What to work on => Whenever the word "lake" shows up in a line of the data, copy that line.

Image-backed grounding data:
──────────────────────────────

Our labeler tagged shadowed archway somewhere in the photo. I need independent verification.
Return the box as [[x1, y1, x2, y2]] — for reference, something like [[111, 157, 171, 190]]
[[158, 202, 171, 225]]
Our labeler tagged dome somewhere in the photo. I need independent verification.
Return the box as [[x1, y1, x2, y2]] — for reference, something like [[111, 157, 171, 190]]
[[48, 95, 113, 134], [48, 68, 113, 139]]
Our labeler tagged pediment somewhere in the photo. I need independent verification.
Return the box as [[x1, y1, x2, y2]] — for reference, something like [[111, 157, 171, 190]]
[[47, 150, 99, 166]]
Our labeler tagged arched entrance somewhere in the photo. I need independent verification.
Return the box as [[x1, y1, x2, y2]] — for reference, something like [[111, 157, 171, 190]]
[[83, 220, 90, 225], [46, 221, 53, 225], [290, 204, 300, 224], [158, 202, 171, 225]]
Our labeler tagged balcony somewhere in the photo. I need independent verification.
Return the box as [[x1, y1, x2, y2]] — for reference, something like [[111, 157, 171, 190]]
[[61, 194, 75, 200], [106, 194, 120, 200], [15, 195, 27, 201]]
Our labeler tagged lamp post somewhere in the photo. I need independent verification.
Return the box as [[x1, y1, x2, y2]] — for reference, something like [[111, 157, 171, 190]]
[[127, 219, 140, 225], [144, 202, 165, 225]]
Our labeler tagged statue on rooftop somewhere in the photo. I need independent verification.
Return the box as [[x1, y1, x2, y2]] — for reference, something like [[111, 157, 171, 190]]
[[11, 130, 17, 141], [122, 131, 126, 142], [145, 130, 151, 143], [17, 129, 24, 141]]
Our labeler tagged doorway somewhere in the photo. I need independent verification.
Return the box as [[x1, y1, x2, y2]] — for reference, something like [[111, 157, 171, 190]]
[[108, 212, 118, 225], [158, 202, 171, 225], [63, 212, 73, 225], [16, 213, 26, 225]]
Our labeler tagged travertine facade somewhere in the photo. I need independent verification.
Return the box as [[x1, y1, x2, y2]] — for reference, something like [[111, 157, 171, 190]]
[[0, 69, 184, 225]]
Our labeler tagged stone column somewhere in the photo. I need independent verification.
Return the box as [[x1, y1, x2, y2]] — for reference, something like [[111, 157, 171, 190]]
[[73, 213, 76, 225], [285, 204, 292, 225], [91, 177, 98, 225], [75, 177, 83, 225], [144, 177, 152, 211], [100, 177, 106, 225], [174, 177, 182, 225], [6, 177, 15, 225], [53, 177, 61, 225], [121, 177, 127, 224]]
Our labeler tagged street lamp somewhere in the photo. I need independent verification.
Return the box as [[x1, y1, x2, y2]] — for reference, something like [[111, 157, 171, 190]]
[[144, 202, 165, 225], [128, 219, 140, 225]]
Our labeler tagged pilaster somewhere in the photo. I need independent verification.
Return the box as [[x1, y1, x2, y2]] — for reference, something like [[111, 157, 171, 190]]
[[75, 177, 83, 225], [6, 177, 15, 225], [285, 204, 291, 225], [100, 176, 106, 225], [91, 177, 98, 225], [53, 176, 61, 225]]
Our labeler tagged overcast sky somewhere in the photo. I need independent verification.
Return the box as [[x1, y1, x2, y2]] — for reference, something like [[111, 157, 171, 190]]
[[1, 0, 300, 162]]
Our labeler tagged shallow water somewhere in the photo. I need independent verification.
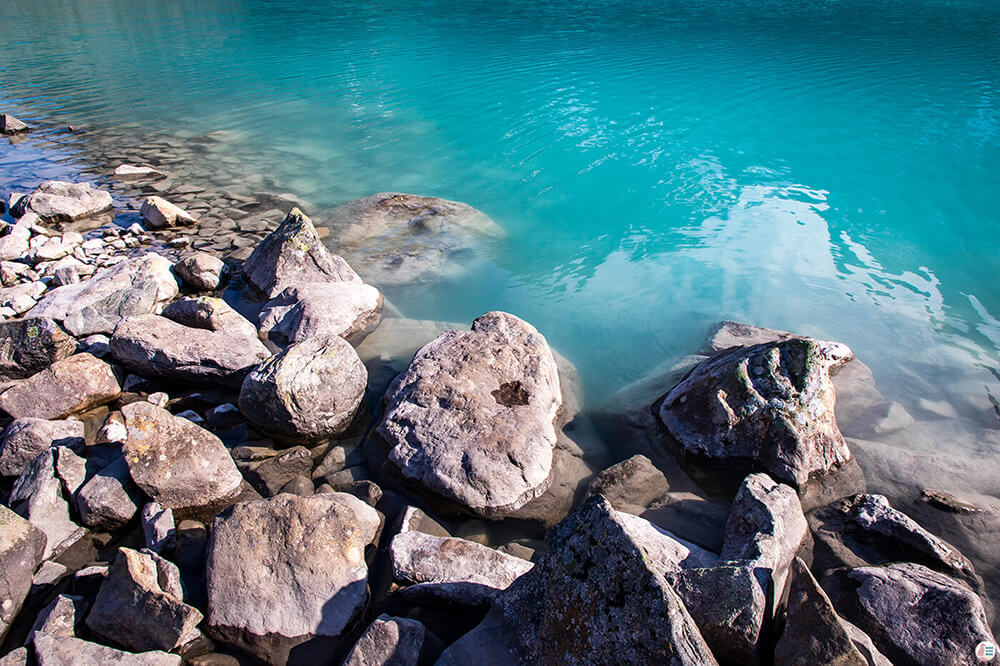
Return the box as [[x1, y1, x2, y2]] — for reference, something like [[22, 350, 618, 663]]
[[2, 0, 999, 474]]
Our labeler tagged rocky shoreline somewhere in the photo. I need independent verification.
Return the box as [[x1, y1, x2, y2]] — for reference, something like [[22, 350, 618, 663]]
[[0, 110, 997, 665]]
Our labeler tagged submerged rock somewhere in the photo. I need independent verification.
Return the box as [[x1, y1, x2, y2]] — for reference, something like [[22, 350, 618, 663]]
[[658, 337, 854, 488], [0, 504, 47, 642], [0, 317, 77, 381], [238, 335, 367, 443], [0, 353, 120, 420], [324, 192, 505, 286], [243, 207, 361, 298], [257, 281, 383, 347], [376, 311, 562, 519], [11, 181, 113, 224], [0, 418, 84, 478], [205, 492, 380, 665], [438, 495, 718, 665]]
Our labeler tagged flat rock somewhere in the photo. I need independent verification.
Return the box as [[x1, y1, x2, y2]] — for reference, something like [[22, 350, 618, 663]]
[[238, 335, 367, 443], [111, 313, 269, 387], [324, 192, 505, 286], [121, 402, 243, 511], [438, 495, 718, 665], [658, 337, 854, 488], [205, 492, 380, 665], [258, 281, 383, 347], [342, 615, 426, 666], [376, 312, 562, 519], [823, 562, 997, 666], [9, 448, 87, 560], [0, 504, 47, 642], [174, 253, 226, 291], [33, 631, 182, 666], [0, 317, 77, 381], [140, 196, 197, 229], [0, 353, 120, 420], [29, 253, 178, 337], [774, 558, 867, 666], [0, 418, 84, 478], [11, 181, 112, 224], [76, 455, 142, 530], [86, 547, 202, 653], [243, 207, 361, 299], [0, 114, 29, 135], [114, 164, 165, 181]]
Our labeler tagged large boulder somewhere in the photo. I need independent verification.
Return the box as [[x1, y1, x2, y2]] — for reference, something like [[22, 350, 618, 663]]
[[375, 312, 562, 519], [28, 253, 178, 337], [0, 317, 76, 381], [658, 337, 854, 488], [438, 495, 718, 665], [243, 207, 361, 298], [0, 418, 84, 478], [86, 547, 203, 653], [324, 192, 505, 286], [111, 312, 269, 387], [341, 615, 427, 666], [238, 335, 367, 443], [9, 448, 87, 560], [0, 504, 47, 642], [11, 181, 112, 224], [258, 282, 383, 347], [32, 631, 181, 666], [121, 402, 244, 512], [0, 353, 121, 420], [823, 562, 996, 666], [205, 492, 380, 665]]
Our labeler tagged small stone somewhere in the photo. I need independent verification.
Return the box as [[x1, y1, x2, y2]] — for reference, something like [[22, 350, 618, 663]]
[[141, 502, 177, 553], [147, 391, 169, 408], [140, 196, 197, 229], [114, 164, 166, 181], [341, 615, 426, 666], [175, 253, 226, 291], [242, 446, 313, 497]]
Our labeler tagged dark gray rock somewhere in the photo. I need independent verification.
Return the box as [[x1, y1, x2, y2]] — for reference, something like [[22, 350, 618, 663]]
[[0, 317, 77, 381], [121, 402, 244, 511], [774, 558, 867, 666], [241, 446, 313, 497], [377, 312, 562, 519], [33, 631, 182, 665], [278, 475, 314, 497], [243, 207, 361, 299], [12, 181, 112, 224], [0, 114, 29, 135], [438, 495, 718, 665], [29, 253, 179, 337], [823, 562, 996, 666], [174, 253, 226, 291], [342, 615, 426, 666], [86, 547, 202, 653], [0, 504, 46, 642], [658, 337, 854, 488], [205, 492, 380, 666], [0, 353, 121, 420], [76, 455, 142, 530], [238, 336, 367, 443], [9, 448, 87, 560], [0, 418, 84, 478], [841, 619, 894, 666], [26, 594, 89, 644], [324, 192, 505, 286], [257, 282, 383, 347], [586, 454, 671, 516], [111, 313, 269, 387]]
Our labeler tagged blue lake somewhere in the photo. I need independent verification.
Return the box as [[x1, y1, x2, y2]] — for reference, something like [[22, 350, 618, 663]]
[[2, 0, 999, 465]]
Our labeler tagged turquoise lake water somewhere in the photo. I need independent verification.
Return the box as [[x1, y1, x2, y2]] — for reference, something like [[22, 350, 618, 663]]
[[2, 0, 999, 454]]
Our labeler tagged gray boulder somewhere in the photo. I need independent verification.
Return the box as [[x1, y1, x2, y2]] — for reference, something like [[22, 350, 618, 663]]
[[174, 253, 226, 291], [773, 558, 867, 666], [258, 282, 383, 347], [390, 530, 533, 606], [324, 192, 505, 286], [121, 402, 244, 511], [0, 353, 120, 420], [9, 448, 87, 560], [0, 317, 77, 380], [111, 313, 269, 387], [140, 196, 197, 229], [29, 253, 178, 337], [376, 312, 562, 519], [11, 181, 112, 224], [238, 336, 367, 443], [586, 454, 671, 516], [26, 594, 89, 644], [86, 547, 202, 653], [243, 207, 361, 298], [205, 492, 380, 665], [0, 418, 84, 478], [823, 562, 996, 666], [0, 504, 46, 642], [76, 455, 142, 530], [160, 296, 259, 340], [438, 495, 718, 665], [33, 631, 182, 665], [0, 114, 29, 135], [342, 615, 426, 666], [658, 337, 854, 488]]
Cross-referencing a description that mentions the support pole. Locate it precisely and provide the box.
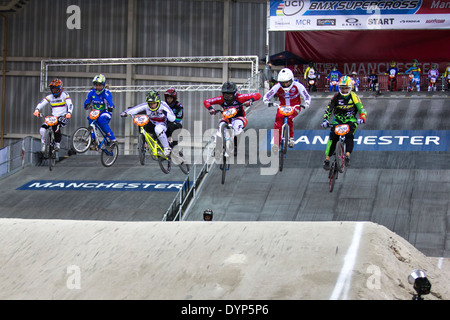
[222,0,231,82]
[1,14,8,148]
[124,0,136,155]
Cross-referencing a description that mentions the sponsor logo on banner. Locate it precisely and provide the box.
[264,130,450,152]
[17,180,188,192]
[269,0,450,30]
[317,18,336,25]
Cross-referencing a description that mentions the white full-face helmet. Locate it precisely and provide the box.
[278,68,294,93]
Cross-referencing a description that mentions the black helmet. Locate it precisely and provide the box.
[221,81,237,104]
[203,209,213,221]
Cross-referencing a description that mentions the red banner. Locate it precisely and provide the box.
[286,30,450,66]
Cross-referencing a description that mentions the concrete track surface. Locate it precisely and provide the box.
[0,92,449,300]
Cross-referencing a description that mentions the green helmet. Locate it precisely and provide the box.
[93,74,106,95]
[146,90,161,111]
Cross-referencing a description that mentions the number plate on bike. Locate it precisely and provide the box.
[222,108,237,119]
[334,124,350,136]
[279,106,295,117]
[133,115,150,127]
[89,109,101,120]
[44,116,58,126]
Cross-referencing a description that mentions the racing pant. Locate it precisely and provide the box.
[144,121,170,149]
[325,121,357,157]
[88,111,116,141]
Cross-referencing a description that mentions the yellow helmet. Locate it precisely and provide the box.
[338,76,353,97]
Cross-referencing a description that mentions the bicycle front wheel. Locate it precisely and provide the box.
[336,140,345,173]
[279,127,288,172]
[282,124,289,155]
[221,124,228,184]
[329,163,338,192]
[72,127,91,153]
[101,141,119,167]
[47,131,55,171]
[138,133,146,165]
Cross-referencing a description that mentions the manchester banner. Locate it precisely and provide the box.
[269,0,450,31]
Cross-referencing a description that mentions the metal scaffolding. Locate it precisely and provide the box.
[40,55,260,93]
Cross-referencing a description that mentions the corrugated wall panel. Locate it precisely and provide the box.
[1,0,285,149]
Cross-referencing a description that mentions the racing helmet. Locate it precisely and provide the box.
[203,209,213,221]
[278,68,294,93]
[49,78,63,97]
[164,87,178,100]
[146,90,161,112]
[338,76,353,97]
[93,74,106,95]
[221,81,238,104]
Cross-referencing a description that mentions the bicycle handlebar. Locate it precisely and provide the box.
[270,102,305,109]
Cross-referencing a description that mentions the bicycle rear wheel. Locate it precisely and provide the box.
[72,127,91,153]
[138,133,146,165]
[175,149,190,175]
[158,154,171,174]
[101,141,119,167]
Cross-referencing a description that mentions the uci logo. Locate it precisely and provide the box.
[283,0,304,16]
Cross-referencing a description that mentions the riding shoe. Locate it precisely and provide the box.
[288,138,295,148]
[345,156,350,166]
[323,159,330,171]
[164,147,172,157]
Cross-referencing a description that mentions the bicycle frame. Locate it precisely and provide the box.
[327,123,349,192]
[211,107,238,184]
[40,114,62,171]
[133,115,167,159]
[141,126,167,159]
[88,110,114,157]
[273,103,301,172]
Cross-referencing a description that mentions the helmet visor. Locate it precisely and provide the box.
[50,86,61,95]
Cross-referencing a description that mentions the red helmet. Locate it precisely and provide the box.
[49,78,63,97]
[164,87,177,100]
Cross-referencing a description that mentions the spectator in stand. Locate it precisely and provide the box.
[385,61,399,92]
[404,59,421,92]
[304,61,319,92]
[350,71,360,92]
[368,69,379,93]
[443,62,450,91]
[427,63,439,92]
[327,65,342,92]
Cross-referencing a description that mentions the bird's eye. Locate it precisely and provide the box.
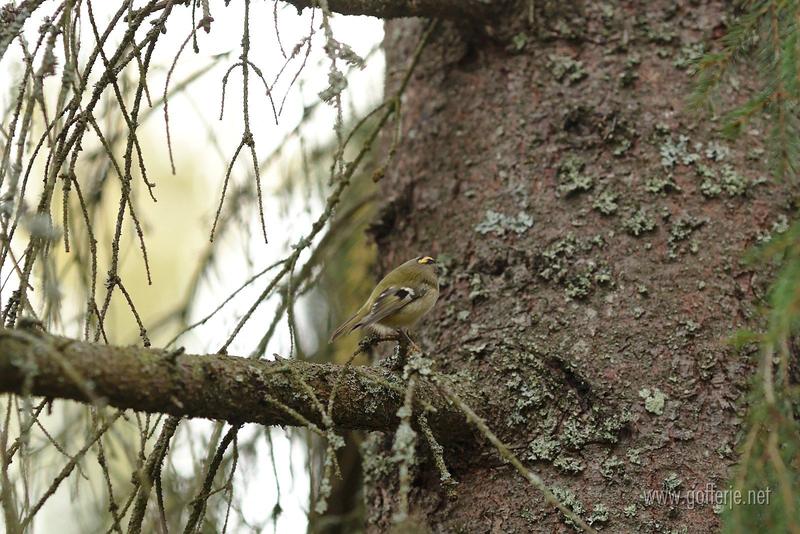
[417,256,435,264]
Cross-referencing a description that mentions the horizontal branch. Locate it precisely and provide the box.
[0,328,468,441]
[282,0,494,20]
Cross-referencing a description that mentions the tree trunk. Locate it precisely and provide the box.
[366,3,783,531]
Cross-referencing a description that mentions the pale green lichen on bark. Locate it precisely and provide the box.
[547,54,588,85]
[474,209,534,236]
[638,387,666,416]
[557,156,594,196]
[622,207,656,236]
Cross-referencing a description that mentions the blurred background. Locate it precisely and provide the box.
[0,1,385,531]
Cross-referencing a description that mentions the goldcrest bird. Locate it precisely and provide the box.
[330,256,440,342]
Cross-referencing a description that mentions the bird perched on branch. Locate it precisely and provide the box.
[330,256,440,344]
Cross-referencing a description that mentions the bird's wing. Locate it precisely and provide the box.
[356,286,419,328]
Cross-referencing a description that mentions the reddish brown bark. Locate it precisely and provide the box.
[366,3,783,531]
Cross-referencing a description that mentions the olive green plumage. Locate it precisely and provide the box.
[329,256,440,342]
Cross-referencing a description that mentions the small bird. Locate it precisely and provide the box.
[330,256,440,343]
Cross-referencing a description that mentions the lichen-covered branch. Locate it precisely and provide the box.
[0,328,467,441]
[0,0,48,61]
[282,0,495,20]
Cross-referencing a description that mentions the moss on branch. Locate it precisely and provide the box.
[0,328,467,442]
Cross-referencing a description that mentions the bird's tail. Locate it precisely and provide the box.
[329,314,361,342]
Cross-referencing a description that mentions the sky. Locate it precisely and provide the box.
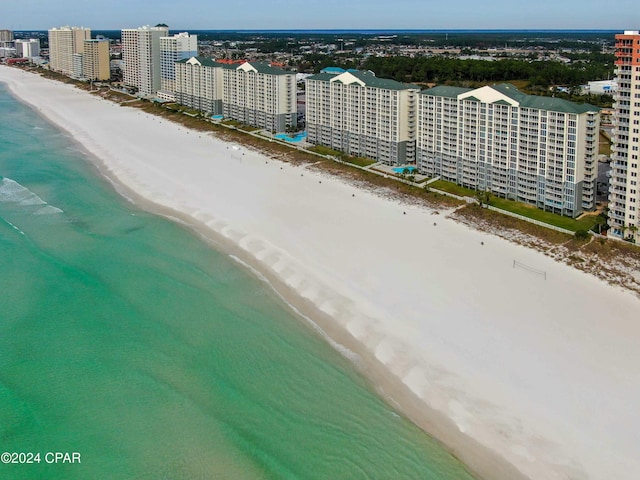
[1,0,639,31]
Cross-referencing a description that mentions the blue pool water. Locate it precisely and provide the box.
[393,166,417,174]
[274,132,307,143]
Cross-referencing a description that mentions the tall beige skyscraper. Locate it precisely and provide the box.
[83,39,110,81]
[0,30,13,42]
[608,30,640,242]
[48,27,91,76]
[121,24,169,96]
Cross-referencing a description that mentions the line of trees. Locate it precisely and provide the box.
[361,56,614,89]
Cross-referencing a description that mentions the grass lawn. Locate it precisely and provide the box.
[309,145,343,157]
[430,180,604,232]
[429,180,476,197]
[343,156,377,167]
[489,197,603,232]
[308,146,376,167]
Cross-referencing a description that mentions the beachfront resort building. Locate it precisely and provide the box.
[122,24,169,96]
[82,39,110,81]
[0,30,13,42]
[15,39,40,59]
[48,26,91,77]
[305,68,420,165]
[158,32,197,101]
[175,56,224,115]
[608,30,640,242]
[417,84,600,217]
[221,62,297,132]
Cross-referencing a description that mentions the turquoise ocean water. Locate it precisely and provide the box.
[0,83,476,480]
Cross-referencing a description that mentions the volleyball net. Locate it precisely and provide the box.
[513,260,547,280]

──────────────────────────────

Solution to this task =>
Our labeler tagged blue lake somewhere in the photo. I need independent verification.
Our labeler tagged turquoise lake water somewhere in the photo. I need independent verification.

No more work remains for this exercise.